The tasks:
1 - Read the journal page on clock tree design and say whether each statement agrees with it: (a) A conventional CTS gives an optimal solution for skew, insertion delay and power. (b) The early clock flow builds a preliminary clock tree at placement. (c) The paper's month of publication is November 2025. For each one, answer yes or no and quote the deciding words of the text.
2 - From the rows, copy word for word the lines that begin at the one containing "Where can the dirt" and end after the last line of the rows, including both of those lines.

#### Reading passage

# iJRASET

International Journal For Research in  
Applied Science and Engineering Technology



---

# INTERNATIONAL JOURNAL FOR RESEARCH

IN APPLIED SCIENCE & ENGINEERING TECHNOLOGY

---

**Volume: 13      Issue: XII      Month of publication: December 2025**

**DOI:** <https://doi.org/10.22214/ijraset.2025.76268>

**www.ijraset.com**

**Call:**  08813907089

**E-mail ID:** [ijraset@gmail.com](mailto:ijraset@gmail.com)

# An Early Clock Based Multi Tap Flexible H-Tree for High Performance CPU Design for Achieving Best Cross Corner Scaling

Mukul Anand<sup>1</sup>, Nikunj Tripathi<sup>2</sup>

MDG-GPM, STMicroelectronics, Greater Noida, India

**Abstract:** The High-Performance Designs need a robust Clock Tree which achieves a low skew, insertion delay and minimum power. A Conventional CTS does not provide an optimal solution to these. The Proposed methodology enables an early clock Based flow for a Multi-Tap Flexible H Tree Clock Tree Generation. The Early Clock Flow will build a preliminary Clock Tree at placement helping in achieving a clock gate enable timing estimation and better placement. The Multi Tap Flexible H Tree helped in best cross corner scaling as well as electrically and geometrically symmetry.

########
#### The records

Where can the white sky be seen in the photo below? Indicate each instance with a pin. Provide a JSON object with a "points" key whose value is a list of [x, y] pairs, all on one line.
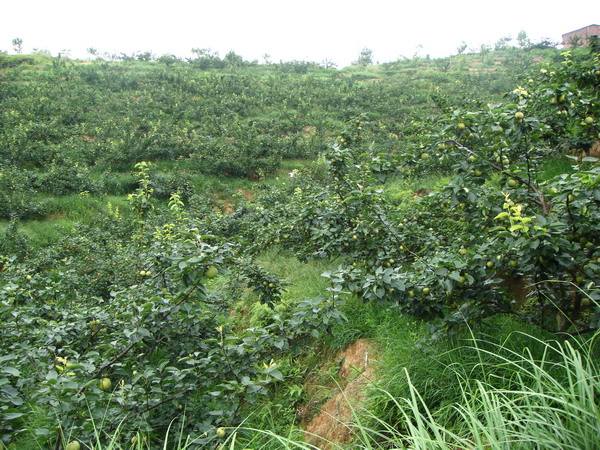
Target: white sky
{"points": [[307, 29]]}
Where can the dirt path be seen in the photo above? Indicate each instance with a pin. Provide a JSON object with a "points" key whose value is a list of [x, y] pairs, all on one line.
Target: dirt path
{"points": [[332, 424]]}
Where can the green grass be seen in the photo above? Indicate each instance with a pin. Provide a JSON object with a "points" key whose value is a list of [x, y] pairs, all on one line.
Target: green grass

########

Answers to each task:
1 -
(a) No: "A Conventional CTS does not provide an optimal solution to these."
(b) Yes: "The Early Clock Flow will build a preliminary Clock Tree at placement"
(c) No: "Month of publication: December 2025"

2 -
Where can the dirt path be seen in the photo above? Indicate each instance with a pin. Provide a JSON object with a "points" key whose value is a list of [x, y] pairs, all on one line.
Target: dirt path
{"points": [[332, 424]]}
Where can the green grass be seen in the photo above? Indicate each instance with a pin. Provide a JSON object with a "points" key whose value is a list of [x, y] pairs, all on one line.
Target: green grass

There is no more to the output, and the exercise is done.